• **Exercise requirements**
Give every line of the listing back, exactly as written.

• **Data provided**
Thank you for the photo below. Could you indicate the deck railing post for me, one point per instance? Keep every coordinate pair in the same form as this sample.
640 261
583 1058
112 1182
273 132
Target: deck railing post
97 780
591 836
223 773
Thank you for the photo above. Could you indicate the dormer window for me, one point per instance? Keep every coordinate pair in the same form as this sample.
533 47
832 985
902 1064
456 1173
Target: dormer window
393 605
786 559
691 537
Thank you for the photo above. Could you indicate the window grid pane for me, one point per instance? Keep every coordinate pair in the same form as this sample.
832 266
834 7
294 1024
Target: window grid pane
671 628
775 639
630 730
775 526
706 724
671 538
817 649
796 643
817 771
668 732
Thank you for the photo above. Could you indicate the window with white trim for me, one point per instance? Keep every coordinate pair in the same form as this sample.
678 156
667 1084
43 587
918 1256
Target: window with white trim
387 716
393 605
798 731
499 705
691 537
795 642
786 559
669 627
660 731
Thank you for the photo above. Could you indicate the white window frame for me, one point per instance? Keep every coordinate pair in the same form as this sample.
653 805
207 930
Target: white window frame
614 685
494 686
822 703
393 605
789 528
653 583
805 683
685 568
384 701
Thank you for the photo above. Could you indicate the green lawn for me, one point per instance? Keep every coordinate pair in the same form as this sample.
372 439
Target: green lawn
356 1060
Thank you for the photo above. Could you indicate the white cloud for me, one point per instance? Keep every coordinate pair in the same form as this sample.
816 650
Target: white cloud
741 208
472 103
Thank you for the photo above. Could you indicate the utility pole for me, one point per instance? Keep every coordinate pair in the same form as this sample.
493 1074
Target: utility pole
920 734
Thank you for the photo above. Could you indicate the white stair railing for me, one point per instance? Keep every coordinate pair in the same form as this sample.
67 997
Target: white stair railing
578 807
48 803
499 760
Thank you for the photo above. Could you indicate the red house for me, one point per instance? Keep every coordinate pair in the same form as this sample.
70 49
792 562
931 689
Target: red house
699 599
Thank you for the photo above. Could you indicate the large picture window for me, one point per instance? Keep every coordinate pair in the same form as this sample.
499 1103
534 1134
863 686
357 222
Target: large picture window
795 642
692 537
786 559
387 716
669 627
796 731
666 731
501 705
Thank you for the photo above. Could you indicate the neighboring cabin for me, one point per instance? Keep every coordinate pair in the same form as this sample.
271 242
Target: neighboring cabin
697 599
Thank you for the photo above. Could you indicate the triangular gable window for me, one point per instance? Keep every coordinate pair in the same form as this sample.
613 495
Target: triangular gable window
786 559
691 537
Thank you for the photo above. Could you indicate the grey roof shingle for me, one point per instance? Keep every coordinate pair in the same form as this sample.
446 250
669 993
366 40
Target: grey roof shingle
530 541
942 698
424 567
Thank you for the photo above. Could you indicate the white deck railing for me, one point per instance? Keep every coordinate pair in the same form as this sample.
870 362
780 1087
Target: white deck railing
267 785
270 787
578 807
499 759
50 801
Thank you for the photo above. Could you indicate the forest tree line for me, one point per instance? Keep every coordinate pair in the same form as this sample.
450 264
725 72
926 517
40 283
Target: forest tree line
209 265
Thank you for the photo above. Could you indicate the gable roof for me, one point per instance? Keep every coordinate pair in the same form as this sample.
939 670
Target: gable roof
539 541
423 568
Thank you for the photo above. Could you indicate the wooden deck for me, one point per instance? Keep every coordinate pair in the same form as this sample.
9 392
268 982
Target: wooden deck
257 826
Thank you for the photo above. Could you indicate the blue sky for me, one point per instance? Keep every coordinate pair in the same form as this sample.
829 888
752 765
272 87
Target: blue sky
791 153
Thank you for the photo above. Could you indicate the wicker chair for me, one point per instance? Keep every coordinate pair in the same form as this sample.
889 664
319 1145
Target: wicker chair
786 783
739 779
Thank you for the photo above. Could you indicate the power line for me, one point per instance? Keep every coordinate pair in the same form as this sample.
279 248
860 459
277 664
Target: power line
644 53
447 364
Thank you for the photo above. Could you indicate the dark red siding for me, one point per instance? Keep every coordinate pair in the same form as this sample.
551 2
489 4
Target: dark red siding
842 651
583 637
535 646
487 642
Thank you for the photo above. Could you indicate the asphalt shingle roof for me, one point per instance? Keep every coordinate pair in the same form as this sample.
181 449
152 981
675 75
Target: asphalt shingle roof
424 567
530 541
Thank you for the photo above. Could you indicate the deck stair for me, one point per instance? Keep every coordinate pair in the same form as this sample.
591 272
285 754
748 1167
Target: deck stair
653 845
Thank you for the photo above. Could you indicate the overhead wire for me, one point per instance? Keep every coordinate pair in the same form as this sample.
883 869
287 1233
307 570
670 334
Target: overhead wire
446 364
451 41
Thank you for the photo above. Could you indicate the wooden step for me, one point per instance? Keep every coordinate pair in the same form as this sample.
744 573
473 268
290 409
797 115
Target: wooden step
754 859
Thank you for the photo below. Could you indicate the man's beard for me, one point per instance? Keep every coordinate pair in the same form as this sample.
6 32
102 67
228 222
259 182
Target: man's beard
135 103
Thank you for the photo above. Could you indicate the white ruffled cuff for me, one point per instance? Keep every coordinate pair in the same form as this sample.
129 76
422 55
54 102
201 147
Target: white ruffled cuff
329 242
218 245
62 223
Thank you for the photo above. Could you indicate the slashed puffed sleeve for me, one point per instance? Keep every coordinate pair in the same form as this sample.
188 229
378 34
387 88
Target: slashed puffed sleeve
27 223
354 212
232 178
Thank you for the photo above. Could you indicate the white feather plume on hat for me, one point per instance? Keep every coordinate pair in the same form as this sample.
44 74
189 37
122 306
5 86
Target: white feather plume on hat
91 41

• **Response**
Thank you for the photo below. Could you indicate the deck railing post for me, one point per instance? Keep every coordinate pair in the same form as this sample.
640 261
583 1058
112 1182
273 132
Target: deck railing post
97 780
591 836
223 773
Thank you for the photo above. Could you indicate the dormer window for me, one point per instance? Keep every coordinate pair in the same form as this sample.
533 47
832 985
902 1064
456 1173
Target: dormer window
393 605
786 559
691 537
Thank you for the photo above. Could you indicate the window grid pane for me, one point per instance? Keep every coordinate pair in the same form as this sample.
832 266
834 7
294 1024
Target: window grid pane
671 628
775 639
630 730
775 526
706 724
671 538
817 649
796 643
817 771
668 732
Thank you for the photo above. Could you indicate the window with white trim for me, one point per instance? Keep every coordinate pair in the same form as this sample.
678 156
667 1084
43 587
918 1256
Target: window with white trim
387 716
393 605
798 731
499 705
691 537
795 642
786 559
669 627
660 731
Thank you for the photo above. Could you indicate the white window frame for me, one point per instance? Keep every coordinate pair in the same form as this sample.
653 805
207 930
Target: white window frame
614 685
494 686
822 703
393 605
789 528
653 583
805 683
685 568
384 701
Thank you for the photo above. Could you indicate the green lawn for me, one point per instance? Keep every coordinate pair in the same form as this sample.
372 439
Target: green lawn
356 1060
Thank you for the photo above. Could you indicate the white cloud for me, one point per instance? Keep every coordinate pair in the same form as this sample.
816 650
Target: white cloud
741 208
472 103
Thank you for the photo above. Could you indicate the utility pole for me, one point per instance? Keep every coordinate pair in the same form as this sample.
493 1074
Target: utility pole
920 734
Thank you for the photo above. Could you indicate the white stair railing for me, one point per instance? Keep every coordinate pair in the same form as this sample.
67 997
Target: white stair railing
578 807
48 803
499 760
Thank you for the photo above. Could you indicate the red house for me, one point per instance? Keep every coordinate pair in the same form as this sample.
70 49
792 562
931 689
Target: red house
699 599
Thank you for the photo above. Could you indicate the large picture window for me, one point per instance? Keep every coordinate pair in the same form as this sample.
499 1103
534 1134
863 686
357 222
Target: large picture window
795 642
692 537
786 559
387 716
669 627
796 731
666 731
501 705
Thank you for the photo above. Could you indicate the neighboring cabin for me, one point per instance? Keep every coordinate pair in the same form as this sample.
271 242
Target: neighboring cabin
697 599
Thank you for the photo above. Could you indicate the triangular gable window for me, one point per instance? Keep every coordinate pair in the same form as this sample.
613 495
Target: triangular gable window
786 559
691 537
Thank you for the photo above. Could you indicate the grey roof shingle for me, one point per instance? Keep every coordinate pair in the same form as this sample.
446 250
669 993
366 40
Target: grey roof shingle
530 541
942 698
424 567
Thank you for the photo above. Could you indicate the white deck railing for me, one point per instance? Keep every coordinate pair in the same form as this sample.
870 362
780 1087
Target: white deck railing
267 785
270 787
578 807
499 759
50 801
Thank you for the photo above. Could you indicate the forest tree line for me, one point per instance? Keep every coordinate pair in the same form as this sample.
450 264
725 72
926 517
40 283
Target: forest tree line
209 265
Thank you for the photo above. Could you indicate the gable roof for me, one point per instance? Keep every coordinate pair in the same form as this sample.
939 670
Target: gable roof
539 541
423 568
Thank you for the photo above. Could you indicate the wooden deck for me, one point per instance? Keep every coordinate pair in the same form as this sample.
9 392
268 982
Target: wooden deck
257 826
Thank you for the photo above. Could you indicate the blue sky for me, one point per instance? Keep every coordinate pair in the same form as this sample.
829 888
752 765
272 87
Target: blue sky
791 153
Thank you for the photo above. Could you indicate the wicker chair for me, one point per instance? Keep every coordinate pair in the same form as this sample.
889 664
319 1145
Target: wicker chair
786 783
739 779
Thank you for the photo above. Could you indicate the power line for me, one point per instance? Keep every coordinate pair in the same form as this sample.
279 248
860 459
277 664
Target: power line
644 53
447 364
Thank you for the photo above. Could you indicate the dark red siding for me, one point per instance? Keep every coordinate pair in the same form as this sample.
551 2
489 4
Target: dark red siding
842 651
583 637
535 646
487 642
Thank you for the photo above. Could you indicate the asphalt shingle roof for me, one point per instance? Keep every coordinate pair in the same form as this sample.
181 449
152 981
675 75
Target: asphalt shingle roof
424 567
530 541
Thank you for the photo above. Could you indicate the deck stair for me, one point per instance? Keep every coordinate pair in the same form as this sample.
591 272
285 754
748 1167
Target: deck stair
653 845
Thank you for the photo above. Could you indicate the overhead wire for me, one point per instance? Keep every coordinate pair in the same form as this sample.
883 869
287 1233
307 570
670 334
Target: overhead wire
446 364
451 41
Thank you for the photo above. Could you indicate the wooden step for me, one point per instance? Keep every coordinate pair in the same form as this sample.
744 573
473 268
290 409
797 115
Target: wooden step
754 859
Thank you for the photo below. Could you indicate the man's beard for me, one point per instance? Keep every coordinate pair in the same form as this sample.
6 32
102 67
228 222
259 182
Target: man's beard
135 103
Thank you for the photo above. Could you indicate the white ruffled cuff for me, one point per instance? Keep every coordinate pair in the same form as this sample.
129 76
422 55
54 102
201 147
Target: white ruffled cuff
329 242
218 245
62 223
Thank you for the photo above. Could you indicate the slashed puffed sleeve for me, one point per instance? Keep every coordinate pair in the same form as this sample.
188 229
378 34
387 88
Target: slashed puffed sleeve
27 223
354 212
232 178
Thank you for the photo above. Could you indicate the white feather plume on hat for me, one point per instance? Keep every coordinate pair in the same form as this sample.
44 74
189 37
122 306
5 86
Target: white feather plume on hat
91 41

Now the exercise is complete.